Below are some records. Set down exactly the line holding "Could you point out the bridge pier" and every later line through the end, omitting the pictures.

◆ **Available records**:
#####

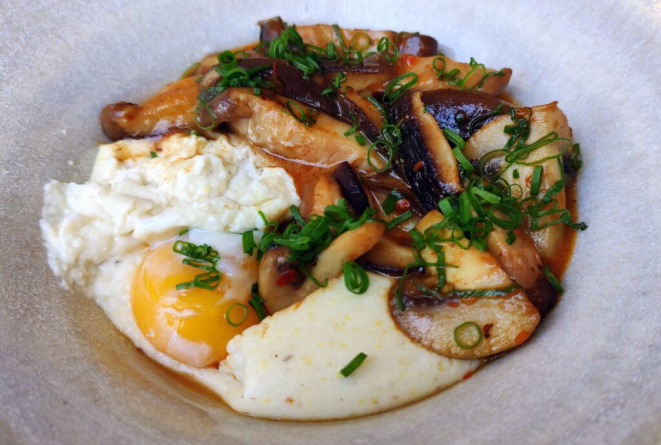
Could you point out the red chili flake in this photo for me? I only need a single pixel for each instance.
(403, 205)
(287, 277)
(409, 60)
(523, 336)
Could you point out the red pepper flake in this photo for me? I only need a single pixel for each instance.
(409, 60)
(288, 277)
(523, 336)
(403, 205)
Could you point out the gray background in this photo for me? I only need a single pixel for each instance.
(590, 374)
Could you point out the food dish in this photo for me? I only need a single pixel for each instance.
(585, 377)
(326, 224)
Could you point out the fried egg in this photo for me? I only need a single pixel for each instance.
(113, 238)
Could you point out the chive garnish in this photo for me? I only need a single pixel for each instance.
(464, 327)
(248, 240)
(353, 364)
(553, 280)
(228, 314)
(355, 277)
(454, 138)
(536, 180)
(202, 257)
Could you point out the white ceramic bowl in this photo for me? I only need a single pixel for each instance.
(590, 374)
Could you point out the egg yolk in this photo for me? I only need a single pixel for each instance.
(189, 325)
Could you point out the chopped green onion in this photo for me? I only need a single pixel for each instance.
(388, 50)
(202, 257)
(489, 197)
(297, 216)
(353, 364)
(229, 320)
(454, 138)
(403, 217)
(553, 280)
(248, 239)
(355, 277)
(464, 327)
(448, 206)
(536, 180)
(575, 157)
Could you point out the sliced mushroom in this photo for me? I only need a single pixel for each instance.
(324, 191)
(475, 80)
(425, 156)
(352, 189)
(171, 108)
(523, 264)
(322, 35)
(545, 119)
(388, 256)
(371, 74)
(268, 124)
(346, 247)
(270, 29)
(417, 44)
(508, 320)
(273, 265)
(463, 112)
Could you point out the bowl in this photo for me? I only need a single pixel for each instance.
(590, 374)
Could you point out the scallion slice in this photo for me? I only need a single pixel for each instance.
(553, 280)
(355, 277)
(248, 239)
(465, 327)
(353, 364)
(536, 180)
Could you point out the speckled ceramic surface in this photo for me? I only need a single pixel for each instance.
(591, 375)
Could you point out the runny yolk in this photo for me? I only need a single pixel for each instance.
(188, 325)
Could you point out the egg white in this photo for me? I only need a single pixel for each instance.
(98, 233)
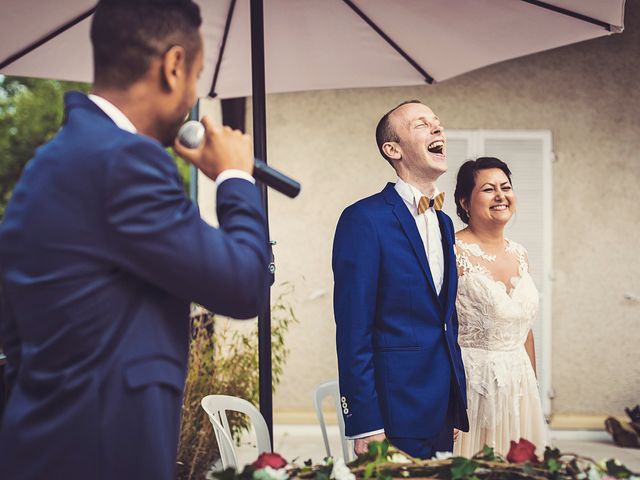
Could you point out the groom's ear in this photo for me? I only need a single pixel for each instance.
(391, 150)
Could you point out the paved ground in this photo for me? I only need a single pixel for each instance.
(305, 441)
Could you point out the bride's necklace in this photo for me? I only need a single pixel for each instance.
(477, 251)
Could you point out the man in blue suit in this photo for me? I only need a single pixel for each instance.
(101, 254)
(400, 369)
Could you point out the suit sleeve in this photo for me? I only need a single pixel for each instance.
(356, 253)
(156, 233)
(10, 341)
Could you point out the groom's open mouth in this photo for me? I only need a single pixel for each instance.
(500, 207)
(436, 147)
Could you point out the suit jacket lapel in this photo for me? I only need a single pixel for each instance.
(451, 273)
(408, 224)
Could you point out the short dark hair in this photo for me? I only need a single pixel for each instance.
(385, 132)
(128, 34)
(467, 180)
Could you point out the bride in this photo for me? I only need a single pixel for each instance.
(497, 304)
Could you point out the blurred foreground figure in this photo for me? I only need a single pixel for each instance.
(101, 254)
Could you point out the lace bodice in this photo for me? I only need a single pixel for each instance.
(490, 316)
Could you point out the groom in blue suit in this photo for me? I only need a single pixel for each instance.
(401, 373)
(101, 254)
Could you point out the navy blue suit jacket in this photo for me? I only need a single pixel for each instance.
(398, 354)
(100, 256)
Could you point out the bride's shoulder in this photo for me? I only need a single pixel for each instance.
(514, 246)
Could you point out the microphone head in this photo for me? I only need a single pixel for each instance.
(191, 134)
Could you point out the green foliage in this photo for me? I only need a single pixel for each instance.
(224, 361)
(31, 112)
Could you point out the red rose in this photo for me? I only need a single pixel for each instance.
(523, 451)
(273, 460)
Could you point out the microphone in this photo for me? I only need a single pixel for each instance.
(191, 135)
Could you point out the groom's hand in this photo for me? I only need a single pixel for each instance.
(361, 445)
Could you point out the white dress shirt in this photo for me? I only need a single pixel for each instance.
(429, 229)
(121, 120)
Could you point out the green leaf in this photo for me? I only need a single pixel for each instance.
(551, 453)
(553, 465)
(617, 471)
(320, 475)
(227, 474)
(463, 468)
(368, 470)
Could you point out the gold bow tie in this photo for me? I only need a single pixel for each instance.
(435, 202)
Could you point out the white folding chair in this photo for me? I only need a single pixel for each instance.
(216, 407)
(331, 389)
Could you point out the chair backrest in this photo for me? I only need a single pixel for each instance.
(216, 407)
(331, 389)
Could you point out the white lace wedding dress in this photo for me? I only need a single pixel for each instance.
(502, 393)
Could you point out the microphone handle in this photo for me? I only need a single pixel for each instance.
(275, 179)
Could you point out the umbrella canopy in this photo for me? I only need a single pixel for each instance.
(322, 44)
(296, 45)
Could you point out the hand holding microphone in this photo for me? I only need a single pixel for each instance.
(213, 148)
(218, 152)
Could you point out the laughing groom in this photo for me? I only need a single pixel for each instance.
(401, 374)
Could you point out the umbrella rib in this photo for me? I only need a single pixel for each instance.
(38, 43)
(428, 78)
(227, 27)
(570, 13)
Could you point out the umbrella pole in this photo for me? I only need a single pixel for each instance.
(193, 171)
(260, 151)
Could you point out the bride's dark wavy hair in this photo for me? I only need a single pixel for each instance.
(466, 180)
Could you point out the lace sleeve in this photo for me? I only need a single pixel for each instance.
(521, 255)
(462, 261)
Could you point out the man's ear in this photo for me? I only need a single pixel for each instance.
(392, 150)
(173, 67)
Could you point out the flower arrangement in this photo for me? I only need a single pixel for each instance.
(383, 462)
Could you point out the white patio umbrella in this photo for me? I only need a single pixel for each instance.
(299, 45)
(322, 44)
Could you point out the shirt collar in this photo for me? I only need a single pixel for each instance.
(114, 113)
(409, 193)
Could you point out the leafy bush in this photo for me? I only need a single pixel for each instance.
(224, 361)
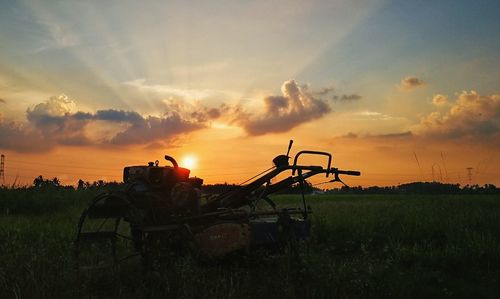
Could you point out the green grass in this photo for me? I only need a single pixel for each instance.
(361, 246)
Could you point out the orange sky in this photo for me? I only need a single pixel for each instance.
(87, 88)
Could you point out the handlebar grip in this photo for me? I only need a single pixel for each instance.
(346, 172)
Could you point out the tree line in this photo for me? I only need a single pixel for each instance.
(410, 188)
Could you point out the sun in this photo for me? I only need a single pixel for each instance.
(189, 162)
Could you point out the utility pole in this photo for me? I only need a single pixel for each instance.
(469, 174)
(2, 169)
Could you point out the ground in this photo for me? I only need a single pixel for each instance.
(361, 246)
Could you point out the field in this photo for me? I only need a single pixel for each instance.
(361, 246)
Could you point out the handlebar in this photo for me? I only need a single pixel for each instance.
(346, 172)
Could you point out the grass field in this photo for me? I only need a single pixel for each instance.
(361, 246)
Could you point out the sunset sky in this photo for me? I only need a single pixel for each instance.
(401, 90)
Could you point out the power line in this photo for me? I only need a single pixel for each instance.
(2, 168)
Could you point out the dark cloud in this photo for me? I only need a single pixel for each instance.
(324, 92)
(401, 135)
(282, 113)
(471, 119)
(411, 82)
(472, 116)
(347, 97)
(53, 123)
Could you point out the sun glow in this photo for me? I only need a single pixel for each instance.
(189, 162)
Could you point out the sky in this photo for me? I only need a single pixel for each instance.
(402, 91)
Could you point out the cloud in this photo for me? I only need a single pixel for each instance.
(472, 116)
(440, 100)
(411, 82)
(348, 97)
(471, 119)
(54, 123)
(282, 113)
(162, 90)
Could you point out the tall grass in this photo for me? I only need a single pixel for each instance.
(361, 246)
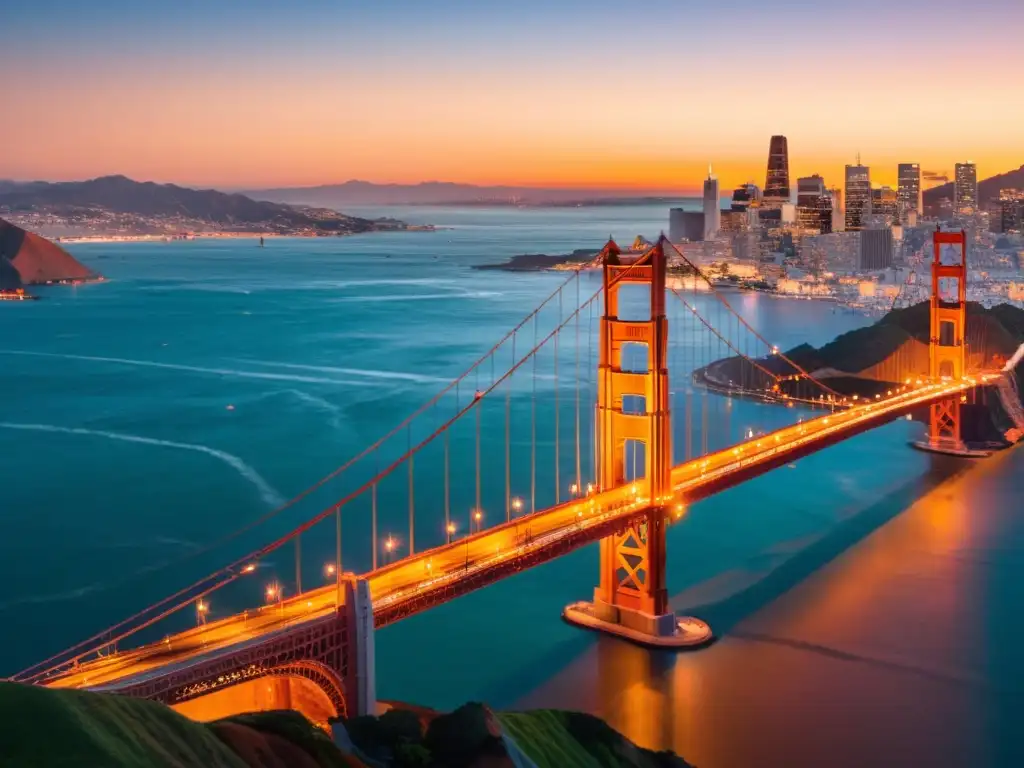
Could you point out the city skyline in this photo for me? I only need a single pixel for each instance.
(249, 95)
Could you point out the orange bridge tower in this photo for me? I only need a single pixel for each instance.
(633, 408)
(947, 345)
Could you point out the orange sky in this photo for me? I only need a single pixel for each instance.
(439, 103)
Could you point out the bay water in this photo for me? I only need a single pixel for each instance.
(866, 597)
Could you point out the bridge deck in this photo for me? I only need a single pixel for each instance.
(428, 578)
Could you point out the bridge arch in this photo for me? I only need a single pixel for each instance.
(306, 686)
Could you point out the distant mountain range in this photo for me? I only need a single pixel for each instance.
(436, 193)
(120, 204)
(987, 188)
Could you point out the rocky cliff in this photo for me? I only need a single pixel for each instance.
(37, 259)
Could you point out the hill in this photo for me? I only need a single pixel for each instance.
(120, 204)
(430, 193)
(987, 188)
(45, 727)
(36, 259)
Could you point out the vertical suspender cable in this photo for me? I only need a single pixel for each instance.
(412, 497)
(479, 408)
(557, 337)
(579, 480)
(373, 506)
(448, 489)
(532, 431)
(508, 442)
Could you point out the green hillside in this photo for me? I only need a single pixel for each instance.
(48, 728)
(44, 727)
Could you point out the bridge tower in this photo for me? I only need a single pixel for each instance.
(631, 599)
(947, 346)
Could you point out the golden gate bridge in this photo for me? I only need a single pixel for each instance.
(602, 466)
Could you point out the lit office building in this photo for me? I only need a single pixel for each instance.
(966, 188)
(858, 196)
(777, 180)
(712, 207)
(685, 225)
(908, 189)
(876, 250)
(1011, 210)
(813, 205)
(885, 203)
(839, 219)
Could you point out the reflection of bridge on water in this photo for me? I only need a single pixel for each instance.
(314, 651)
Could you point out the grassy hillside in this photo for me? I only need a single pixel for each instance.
(49, 728)
(44, 727)
(554, 739)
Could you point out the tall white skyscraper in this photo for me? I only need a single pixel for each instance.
(858, 196)
(712, 207)
(908, 189)
(966, 187)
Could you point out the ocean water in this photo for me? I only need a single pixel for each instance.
(145, 417)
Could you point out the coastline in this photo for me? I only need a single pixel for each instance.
(108, 239)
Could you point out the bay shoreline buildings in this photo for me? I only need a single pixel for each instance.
(864, 245)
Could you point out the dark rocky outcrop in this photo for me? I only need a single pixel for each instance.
(37, 259)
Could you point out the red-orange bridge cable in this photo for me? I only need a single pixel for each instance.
(773, 377)
(32, 671)
(291, 502)
(750, 328)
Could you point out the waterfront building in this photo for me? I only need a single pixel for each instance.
(858, 196)
(777, 179)
(908, 189)
(685, 225)
(876, 250)
(712, 207)
(966, 188)
(1011, 210)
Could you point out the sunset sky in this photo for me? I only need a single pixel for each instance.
(642, 94)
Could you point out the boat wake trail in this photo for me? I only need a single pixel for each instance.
(310, 399)
(267, 494)
(370, 374)
(194, 369)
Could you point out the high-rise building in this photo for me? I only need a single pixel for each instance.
(966, 187)
(745, 196)
(908, 189)
(777, 181)
(876, 250)
(814, 205)
(712, 207)
(885, 203)
(685, 225)
(858, 196)
(1011, 210)
(839, 218)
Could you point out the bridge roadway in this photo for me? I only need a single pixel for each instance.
(428, 578)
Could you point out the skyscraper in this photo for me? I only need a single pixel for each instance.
(839, 220)
(777, 182)
(885, 203)
(858, 196)
(712, 207)
(814, 205)
(966, 187)
(1011, 210)
(876, 250)
(908, 189)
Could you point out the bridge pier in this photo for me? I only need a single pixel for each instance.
(631, 600)
(360, 680)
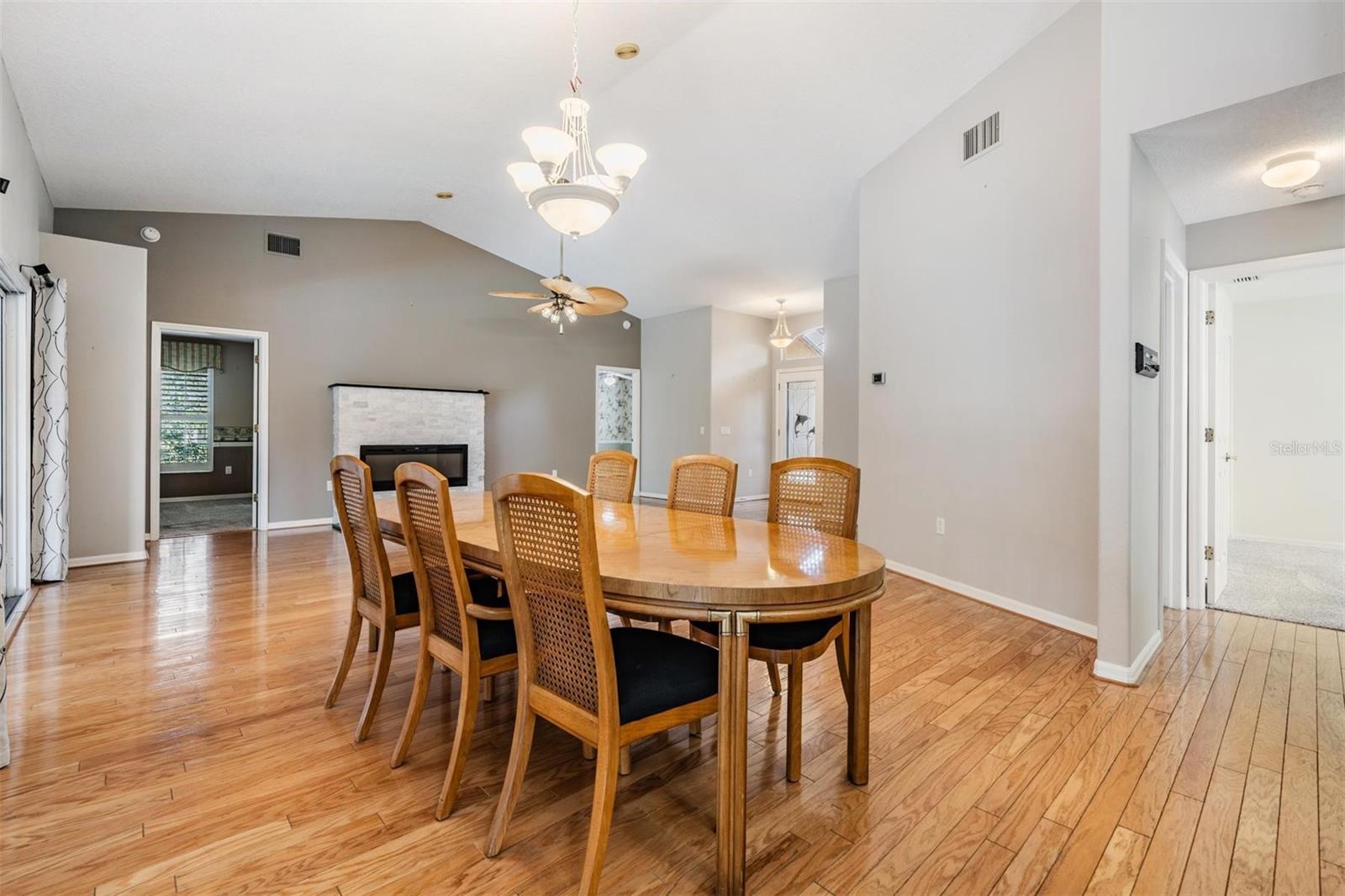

#####

◆ **Answer to the exercise**:
Could you point out the bridge pier in this photo for me? I only need a single pixel for each instance.
(631, 600)
(360, 680)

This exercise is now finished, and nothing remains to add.